Exercise task:
Each entry below must be repeated word for word.

○ ○ ○ ○

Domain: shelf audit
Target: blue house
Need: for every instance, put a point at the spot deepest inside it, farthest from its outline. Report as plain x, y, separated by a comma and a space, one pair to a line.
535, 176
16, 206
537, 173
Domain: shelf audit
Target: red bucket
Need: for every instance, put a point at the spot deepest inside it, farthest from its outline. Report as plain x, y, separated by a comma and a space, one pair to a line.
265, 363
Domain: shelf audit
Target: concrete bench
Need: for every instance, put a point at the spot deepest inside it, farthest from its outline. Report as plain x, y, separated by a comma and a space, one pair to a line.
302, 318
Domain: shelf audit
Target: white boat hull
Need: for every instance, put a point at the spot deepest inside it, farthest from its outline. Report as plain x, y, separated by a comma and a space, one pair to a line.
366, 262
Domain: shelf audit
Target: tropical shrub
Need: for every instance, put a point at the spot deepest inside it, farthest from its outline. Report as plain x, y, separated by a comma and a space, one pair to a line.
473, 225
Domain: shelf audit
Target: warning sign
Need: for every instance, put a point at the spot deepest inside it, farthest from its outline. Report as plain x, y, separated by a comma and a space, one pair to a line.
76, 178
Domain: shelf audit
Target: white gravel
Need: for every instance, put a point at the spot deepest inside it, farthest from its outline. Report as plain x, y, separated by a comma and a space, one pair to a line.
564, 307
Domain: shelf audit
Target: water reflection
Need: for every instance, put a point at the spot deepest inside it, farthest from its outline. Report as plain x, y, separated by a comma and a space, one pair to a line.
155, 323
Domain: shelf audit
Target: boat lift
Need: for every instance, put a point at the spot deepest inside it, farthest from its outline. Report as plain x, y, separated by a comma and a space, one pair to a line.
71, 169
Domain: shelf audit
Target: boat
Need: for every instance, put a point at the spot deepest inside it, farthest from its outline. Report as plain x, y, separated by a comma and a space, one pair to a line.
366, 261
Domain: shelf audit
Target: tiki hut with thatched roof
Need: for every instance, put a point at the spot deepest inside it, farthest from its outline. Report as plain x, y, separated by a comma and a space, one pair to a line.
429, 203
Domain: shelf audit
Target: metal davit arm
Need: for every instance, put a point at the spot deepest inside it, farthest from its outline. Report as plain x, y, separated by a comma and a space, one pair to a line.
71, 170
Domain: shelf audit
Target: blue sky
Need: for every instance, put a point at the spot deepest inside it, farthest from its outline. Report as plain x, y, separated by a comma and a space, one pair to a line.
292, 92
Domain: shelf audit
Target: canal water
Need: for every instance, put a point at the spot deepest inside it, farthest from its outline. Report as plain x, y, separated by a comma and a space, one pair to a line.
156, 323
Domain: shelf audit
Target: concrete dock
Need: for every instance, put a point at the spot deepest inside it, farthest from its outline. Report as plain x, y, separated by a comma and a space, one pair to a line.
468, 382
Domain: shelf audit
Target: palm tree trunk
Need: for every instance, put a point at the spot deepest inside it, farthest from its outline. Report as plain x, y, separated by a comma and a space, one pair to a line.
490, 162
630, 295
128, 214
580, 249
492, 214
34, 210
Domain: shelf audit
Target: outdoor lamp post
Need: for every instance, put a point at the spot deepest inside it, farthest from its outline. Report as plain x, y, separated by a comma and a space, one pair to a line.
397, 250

○ ○ ○ ○

Answer to the task:
Domain: shelf audit
Target: blue house
Need: for every instance, put a point at the spot deepest inside it, farthest from its outline. Report as plain x, y, separated by a comma and a space, one pair to a line.
535, 176
16, 206
537, 173
Domain: shelf audit
Target: red bucket
Need: for every instance, put a point at the spot deepest inside it, farthest from its outline. Report as plain x, y, separated by a comma and a space, one pair to a line.
265, 363
Domain: shelf audit
Target: concrete bench
Need: for every instance, put a point at the spot deepest inside it, farthest from its outline. Report as plain x, y, separated by a comma and a space, one pair to a line.
302, 318
Domain: shelf audit
Target: white boat hull
Need: for every instance, put a point at the spot deepest inside it, farthest from its outline. Report as plain x, y, separated by a comma and a space, one pair to a line.
366, 262
Domain: shelf audit
Target: tropical shrub
Need: for every instance, put a point at the spot deepest inside it, farthest from its outline. Report as plain x, y, separated by a comma and a space, one pair to a line.
473, 225
Domain: shelf audit
Target: warning sign
Need: for every instance, put a point at the spot deepest inside it, farthest from its outline. Report as plain x, y, separated by a comma and a space, one pair to a line.
76, 178
Domain: shelf audit
Target: white gravel
Need: for every instance, put a point at the spot deepest inside it, farthest from its outline. Report as plain x, y, separated by a comma and a space, one pair to a line.
564, 307
Domain: shelf audit
Target: water reflection
Need: for every instance, put a point at the spot deepest inside it, farthest from its outline. Report as plain x, y, separated by a comma and a space, one pair to a line.
155, 323
Domain: shelf audit
Target: boat lift
Need: for every instance, put a point at the spot deepest inside it, farthest from its outline. Report as plain x, y, separated by a comma and a space, one pair to a line.
71, 169
Domain: shelf audit
Target: boat
Need: for every instance, put a point at the spot deepest inside it, farthest from its outline. Report as plain x, y, separated by a comma and a space, one pair to a line.
366, 261
Domain: shelf audit
Target: tiki hut with thatched roof
Need: for every instance, put a point at the spot deepest inside it, farthest from its outline. Report as plain x, y, separated by a comma and a space, one pair to a line.
429, 203
Domain: shelf audit
Target: metal davit arm
Need: for every instance, put a point at the spot deepest inside it, farthest from its outline. Report as plain x, y, separated by a comma and a space, one pair to a line.
71, 170
Domain: shelf audit
Target: blue sky
Need: for every instance, put a point at the spot deepest inside it, farthest from its outline. Report as plain x, y, separated by a comma and a space, one pair to a line.
292, 92
Domain: shelf audit
Target: canal water
Need: for every instance, put a point at the spot deepest inside it, farthest from its outline. Report as plain x, y, separated by a comma and a space, one pair to a line.
156, 323
Domain: shelf audit
Target: concrete dock
Need: for every instance, put a point at the spot deepest inside it, farthest from its outline. Report as plain x, y, separated by a comma and a space, one pair to a line.
468, 382
Domain: shelf audit
Target: palm tree trunk
Need: for every instance, put a point at the spot deepest inside it, farthest from its outline. Report as plain x, y, separated by a comma and a space, one pair to a line.
490, 162
630, 295
128, 214
580, 249
492, 214
34, 210
Domain: shelf audit
Target: outdoor lamp post
Need: for every instance, put a point at the spot deepest inside it, farthest from its outline. Report as plain x, y, separated by a comma and a space, one pair to a line.
397, 250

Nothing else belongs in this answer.